Opdrachten:
A - Citeer uit het woordenboekartikel over "effen" het stuk van "De dagen zouden" tot en met "zijn, gelijk staan.".
B - Schrijf het woordenboekartikel over "effen" verder vanaf het punt waar het ophoudt.

Zuidnederlands Woordenboek

Walter De Clerck (1981)

Gepubliceerd op 03-02-2023

effen

betekenis & definitie

1. Als bnw.

1. Van omstandigheden: gelijkmatig, onbewogen.

De dagen zouden effen en rustig zijn, als achter die gehate wallen geen ongeluksbroeisel, geen blind gespin van het noodlot werkzaam was, TEIRLINCK 1952, 1, 61.

2. In de verb. effen zijn, staan, van pers.: quitte zijn, gelijk staan.

Hij wil natuurlijk een brief in handen hebben waaruit blijkt dat je een beroep op hem gedaan hebt.

Dan is hij in ééns effen, ELSSCHOT 1960, 132.

3. Op zijn effen zijn, komen, geraken, (lichamelijk of geestelijk) weer in orde zijn enz.; van omstandigheden bep.: weer normaal zijn, worden enz.

Dank zij de goede zorgen van de Jorre en Margriet, begon het beestje na enkele dagen weer op zijnen ef te komen en deed het blijkbaar reeds moeite om te vliegen, DE RIDDER 1966, 24.

Die was vorige maand... van een dak afgedonderd. Hoe gaat dat, nietwaar? Hij had er allerlei bij gebroken en probeerde nu stilaan op zijn effen te geraken, BOON 1977, 146.

II. Als bijw.

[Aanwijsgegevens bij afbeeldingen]
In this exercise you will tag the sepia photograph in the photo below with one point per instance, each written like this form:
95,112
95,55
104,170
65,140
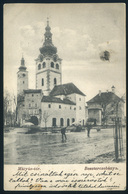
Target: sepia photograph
64,84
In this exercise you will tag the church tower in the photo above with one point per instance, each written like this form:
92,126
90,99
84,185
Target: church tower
22,78
48,64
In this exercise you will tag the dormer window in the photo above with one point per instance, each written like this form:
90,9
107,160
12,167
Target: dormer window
57,66
44,64
55,82
42,82
39,66
52,64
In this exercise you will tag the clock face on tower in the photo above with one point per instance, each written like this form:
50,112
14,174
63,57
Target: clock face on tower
55,58
41,57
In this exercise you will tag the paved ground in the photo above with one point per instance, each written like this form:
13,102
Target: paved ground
42,148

Resultaten op volgorde:
A -
De dagen zouden effen en rustig zijn, als achter die gehate wallen geen ongeluksbroeisel, geen blind gespin van het noodlot werkzaam was, TEIRLINCK 1952, 1, 61.

2. In de verb. effen zijn, staan, van pers.: quitte zijn, gelijk staan.

B -
Ter aand. van het samenvallen van gebeurtenissen e.d.: juist, net.

Voor Annelies kan een water niet koud genoeg zijn. Het maakt warm bloed.... De Dulle heeft haar een handdoek gebracht... Maar toen was zij reeds effen droog, van de zon, TEIRLINCK 1951, 1, 118.

Afl./Sam.: effekens, eventjes (Effekens toch vertellen wat wij met ons groepke aan het doen zijn nu, Kerk en Leven (ed. Brussel N.-O.) 17/2/1977, p. 14);

- effenaan (Wdl.), geleidelijk, geregeld; effenop, gelijkop, zonder uitzondering; in de verb. iem. van effenop, iem. uit het gewone volk (Omdat Mira er gene was van effen op... werden er bijzondere maatregelen getroffen om het trouwfeest allen mogelijken luister bij te zetten, STREUVELS 1964, 288).